Work to complete – Copy the data again from the line containing "I already know the flower cluster" through the end of the data, both included, and add 131 to every bounding-box coordinate in the answers. Leave all other lines and numbers unchanged.

Extracted records –
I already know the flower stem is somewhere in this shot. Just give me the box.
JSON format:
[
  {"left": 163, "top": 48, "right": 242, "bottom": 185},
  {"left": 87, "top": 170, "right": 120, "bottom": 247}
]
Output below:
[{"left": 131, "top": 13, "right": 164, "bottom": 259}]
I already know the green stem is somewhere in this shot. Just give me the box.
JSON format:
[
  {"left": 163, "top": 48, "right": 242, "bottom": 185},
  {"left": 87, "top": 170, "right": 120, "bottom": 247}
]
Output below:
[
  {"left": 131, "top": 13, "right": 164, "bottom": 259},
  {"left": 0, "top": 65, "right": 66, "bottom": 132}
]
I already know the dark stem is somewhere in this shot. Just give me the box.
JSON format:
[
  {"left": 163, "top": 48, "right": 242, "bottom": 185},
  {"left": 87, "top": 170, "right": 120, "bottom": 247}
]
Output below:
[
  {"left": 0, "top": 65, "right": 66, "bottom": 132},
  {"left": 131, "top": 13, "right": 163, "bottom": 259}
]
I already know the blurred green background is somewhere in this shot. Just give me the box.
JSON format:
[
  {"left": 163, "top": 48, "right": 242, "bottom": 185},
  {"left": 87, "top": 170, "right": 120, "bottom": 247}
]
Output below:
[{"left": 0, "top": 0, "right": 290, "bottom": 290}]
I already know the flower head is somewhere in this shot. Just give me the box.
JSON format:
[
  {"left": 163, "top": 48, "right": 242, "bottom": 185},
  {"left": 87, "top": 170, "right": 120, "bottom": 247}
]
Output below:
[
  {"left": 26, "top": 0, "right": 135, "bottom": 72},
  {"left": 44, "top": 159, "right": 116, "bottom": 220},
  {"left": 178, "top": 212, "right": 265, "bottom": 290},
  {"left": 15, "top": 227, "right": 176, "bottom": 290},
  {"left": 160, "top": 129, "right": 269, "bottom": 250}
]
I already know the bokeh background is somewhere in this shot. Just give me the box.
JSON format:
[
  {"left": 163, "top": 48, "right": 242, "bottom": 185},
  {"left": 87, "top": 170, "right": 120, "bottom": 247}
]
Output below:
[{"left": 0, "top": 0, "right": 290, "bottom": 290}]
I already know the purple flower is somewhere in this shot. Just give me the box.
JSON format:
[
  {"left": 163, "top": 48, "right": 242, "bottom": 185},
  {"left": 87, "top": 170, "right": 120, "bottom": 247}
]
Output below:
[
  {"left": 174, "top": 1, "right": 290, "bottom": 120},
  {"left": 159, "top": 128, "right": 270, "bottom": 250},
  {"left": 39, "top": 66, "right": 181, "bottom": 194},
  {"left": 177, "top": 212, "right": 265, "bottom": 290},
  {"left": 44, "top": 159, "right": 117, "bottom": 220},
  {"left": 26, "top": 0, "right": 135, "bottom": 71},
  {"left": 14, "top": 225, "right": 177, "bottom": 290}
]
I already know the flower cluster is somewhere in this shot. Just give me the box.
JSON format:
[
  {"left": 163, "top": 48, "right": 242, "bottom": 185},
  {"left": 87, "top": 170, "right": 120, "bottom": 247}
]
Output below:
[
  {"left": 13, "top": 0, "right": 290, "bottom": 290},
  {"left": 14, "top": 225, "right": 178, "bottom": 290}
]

Answer to this problem –
I already know the flower cluster is somewhere in this shot. Just give me the box.
JSON format:
[
  {"left": 163, "top": 48, "right": 242, "bottom": 185},
  {"left": 87, "top": 170, "right": 120, "bottom": 247}
]
Output below:
[
  {"left": 144, "top": 131, "right": 421, "bottom": 421},
  {"left": 145, "top": 356, "right": 309, "bottom": 421}
]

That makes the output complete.